◆ **Required task**
Copy out the lines of data starting at the line containing "on the mountain." and ending at the line containing "Query: exposed rock face", word for word, with both end lines included. Leave the pictures out.

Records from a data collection
**********

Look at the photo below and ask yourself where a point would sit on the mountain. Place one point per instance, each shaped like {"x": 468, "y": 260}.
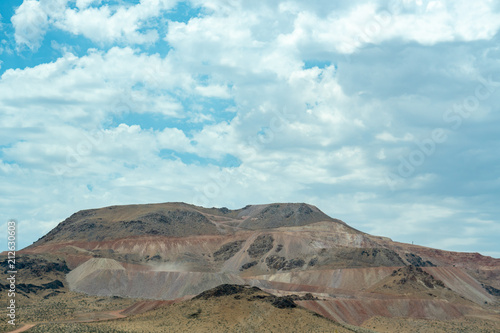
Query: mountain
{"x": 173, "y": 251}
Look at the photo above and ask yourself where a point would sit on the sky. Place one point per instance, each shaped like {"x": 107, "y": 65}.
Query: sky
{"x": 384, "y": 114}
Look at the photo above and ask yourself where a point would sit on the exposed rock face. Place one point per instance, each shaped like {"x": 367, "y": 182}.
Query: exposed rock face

**********

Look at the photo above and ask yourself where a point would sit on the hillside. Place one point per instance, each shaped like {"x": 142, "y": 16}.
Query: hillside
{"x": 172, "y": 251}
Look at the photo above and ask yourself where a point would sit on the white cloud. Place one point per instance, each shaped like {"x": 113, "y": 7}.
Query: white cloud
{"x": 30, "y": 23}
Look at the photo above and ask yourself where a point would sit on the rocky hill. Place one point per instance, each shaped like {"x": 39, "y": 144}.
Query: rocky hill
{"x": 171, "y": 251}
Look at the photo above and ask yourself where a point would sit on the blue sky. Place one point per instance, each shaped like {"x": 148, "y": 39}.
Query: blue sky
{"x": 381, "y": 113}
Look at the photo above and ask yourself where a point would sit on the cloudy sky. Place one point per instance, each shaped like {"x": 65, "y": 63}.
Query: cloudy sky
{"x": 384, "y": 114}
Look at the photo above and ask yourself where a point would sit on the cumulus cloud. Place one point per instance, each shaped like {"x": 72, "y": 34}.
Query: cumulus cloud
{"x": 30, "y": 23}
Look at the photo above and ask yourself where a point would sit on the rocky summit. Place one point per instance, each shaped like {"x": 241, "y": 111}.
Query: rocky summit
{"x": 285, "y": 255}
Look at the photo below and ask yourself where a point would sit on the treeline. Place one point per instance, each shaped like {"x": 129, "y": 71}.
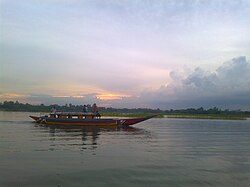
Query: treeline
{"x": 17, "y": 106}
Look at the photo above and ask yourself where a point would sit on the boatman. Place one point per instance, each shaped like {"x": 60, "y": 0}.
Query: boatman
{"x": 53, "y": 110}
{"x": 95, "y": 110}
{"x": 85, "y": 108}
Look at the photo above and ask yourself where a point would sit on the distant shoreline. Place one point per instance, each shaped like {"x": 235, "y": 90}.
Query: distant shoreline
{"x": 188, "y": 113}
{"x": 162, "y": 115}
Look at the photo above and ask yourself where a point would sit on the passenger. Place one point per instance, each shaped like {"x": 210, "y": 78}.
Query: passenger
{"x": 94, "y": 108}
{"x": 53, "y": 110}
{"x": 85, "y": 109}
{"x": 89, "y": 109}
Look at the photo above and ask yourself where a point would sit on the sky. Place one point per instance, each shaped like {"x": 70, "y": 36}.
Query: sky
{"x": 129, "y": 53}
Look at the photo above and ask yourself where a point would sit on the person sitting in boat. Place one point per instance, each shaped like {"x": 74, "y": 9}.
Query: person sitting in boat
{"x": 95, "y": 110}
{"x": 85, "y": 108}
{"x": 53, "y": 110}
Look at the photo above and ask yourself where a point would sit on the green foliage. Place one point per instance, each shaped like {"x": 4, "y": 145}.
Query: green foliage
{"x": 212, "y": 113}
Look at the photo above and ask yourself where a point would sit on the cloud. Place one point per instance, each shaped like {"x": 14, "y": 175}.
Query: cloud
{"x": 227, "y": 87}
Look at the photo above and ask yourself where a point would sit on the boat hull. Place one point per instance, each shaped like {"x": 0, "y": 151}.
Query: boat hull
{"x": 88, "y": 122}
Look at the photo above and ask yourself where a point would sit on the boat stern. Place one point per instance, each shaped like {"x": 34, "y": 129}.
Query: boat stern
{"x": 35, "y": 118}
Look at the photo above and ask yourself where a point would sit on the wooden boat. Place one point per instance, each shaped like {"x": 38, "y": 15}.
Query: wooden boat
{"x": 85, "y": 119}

**********

◆ **Reply**
Look at the photo below and ask yourself where a point would sit on the mountain. Place one point per instance, each shaped like {"x": 468, "y": 260}.
Query: mountain
{"x": 173, "y": 251}
Look at the photo above and ask yourself where a point would sit on the sky. Place one point per instance, each shaped like {"x": 107, "y": 65}.
Query: sky
{"x": 384, "y": 114}
Look at the photo above and ask yourself where a point would sit on the exposed rock face. Place one point per instance, each shaped like {"x": 367, "y": 182}.
Query: exposed rock face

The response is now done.